(Region pointing data)

^^^^^^^^

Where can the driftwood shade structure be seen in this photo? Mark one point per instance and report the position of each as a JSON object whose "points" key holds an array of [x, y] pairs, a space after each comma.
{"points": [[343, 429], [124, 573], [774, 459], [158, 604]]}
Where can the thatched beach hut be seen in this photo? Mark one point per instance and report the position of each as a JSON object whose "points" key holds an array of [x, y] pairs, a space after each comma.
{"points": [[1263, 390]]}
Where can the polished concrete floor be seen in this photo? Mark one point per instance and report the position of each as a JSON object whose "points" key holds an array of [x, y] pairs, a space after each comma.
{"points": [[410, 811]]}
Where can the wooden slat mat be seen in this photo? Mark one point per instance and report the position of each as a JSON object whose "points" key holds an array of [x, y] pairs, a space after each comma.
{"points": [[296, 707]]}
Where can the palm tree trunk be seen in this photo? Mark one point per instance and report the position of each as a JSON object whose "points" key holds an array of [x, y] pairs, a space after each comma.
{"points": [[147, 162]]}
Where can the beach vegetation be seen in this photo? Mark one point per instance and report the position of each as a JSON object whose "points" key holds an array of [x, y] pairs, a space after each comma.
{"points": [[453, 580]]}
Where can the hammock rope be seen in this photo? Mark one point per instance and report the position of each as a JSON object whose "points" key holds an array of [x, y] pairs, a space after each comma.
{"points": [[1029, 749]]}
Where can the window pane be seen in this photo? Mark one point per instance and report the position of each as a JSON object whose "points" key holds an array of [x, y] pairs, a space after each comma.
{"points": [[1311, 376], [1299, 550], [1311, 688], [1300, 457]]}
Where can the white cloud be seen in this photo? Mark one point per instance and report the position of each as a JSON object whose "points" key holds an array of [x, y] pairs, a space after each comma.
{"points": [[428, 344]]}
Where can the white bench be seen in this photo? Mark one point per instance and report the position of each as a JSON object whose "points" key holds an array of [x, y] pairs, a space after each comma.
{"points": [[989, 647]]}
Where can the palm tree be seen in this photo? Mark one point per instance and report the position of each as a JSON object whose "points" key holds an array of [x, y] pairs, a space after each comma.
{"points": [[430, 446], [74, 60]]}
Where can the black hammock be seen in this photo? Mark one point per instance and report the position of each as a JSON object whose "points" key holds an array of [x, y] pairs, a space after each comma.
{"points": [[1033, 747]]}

^^^^^^^^

WHAT THE EXERCISE ASKS:
Please quote every record above exactly as it appears.

WRITTEN RESPONSE:
Where can the driftwood shade structure be seen in this photo? Mark one point per instance and report the position of each as a JSON object whose "points" key holds an array of [x, y] pairs, a space after each comma.
{"points": [[343, 429], [124, 573], [774, 459], [158, 604]]}
Where can the thatched beach hut be seen in this photo? Mark one point per instance and report the position of each as a JSON object whose "points" key holds an array of [x, y] pairs, a space after each comma.
{"points": [[1263, 390]]}
Where can the polished concrete floor be seen in this photo? Mark one point per instance and report the position of each as a JSON object whose "points" key holds an array of [x, y] pairs, a space after each comma.
{"points": [[410, 811]]}
Where can the wooden slat mat be seen in this photo? Mark one point per instance and report the position of each as a JSON object whose "points" key holds an array of [x, y] pairs, a space after each comma.
{"points": [[296, 707]]}
Where can the palm tree trunk be seen in this photo? Mark one point per instance and report the position of each as a JSON object whose "points" key holds an array of [x, y] pairs, a space after each comma.
{"points": [[147, 162]]}
Where can the beach vegetation be seen in this photo? Mark one point per instance and report the position of each as a JSON object whose "points" key holds an array of [x, y] pairs, a space after each comma.
{"points": [[453, 580]]}
Where can the hammock rope be seen in this photo? Mark one point per instance and report the position of each as a JSON object whose "points" key holds an array of [x, y] pairs, a space after each comma.
{"points": [[1029, 749]]}
Where can the window pane be seen in this photo? Mark one point per instance and report the position of each as a JSON object whose "points" key holds an array of [x, y] pairs, a space after each comma.
{"points": [[1311, 376], [1299, 550], [1311, 688], [1300, 457]]}
Where can the white cloud be seen in this photo? Mark one point per instance and report the position of each as a JSON object whose "points" key holds an array of [x, y] pairs, a space after each comma.
{"points": [[428, 344]]}
Where can the white bench be seen in this photo? Mark one point per instance and report the position of each as a JSON object whose "points" key holds an array of [x, y] pairs, a space after each comma.
{"points": [[989, 647]]}
Where can the palm tree be seen in this photo? Mark one point per instance and report the position of each as a JSON object whose "points" key holds an array of [x, y] pairs, a space after each comma.
{"points": [[430, 446], [74, 60]]}
Where can the black hammock be seen in this photo? Mark one point per instance and report the position of each as a JSON object whose "points" key holds an array of [x, y] pairs, a space after each comma.
{"points": [[1033, 747]]}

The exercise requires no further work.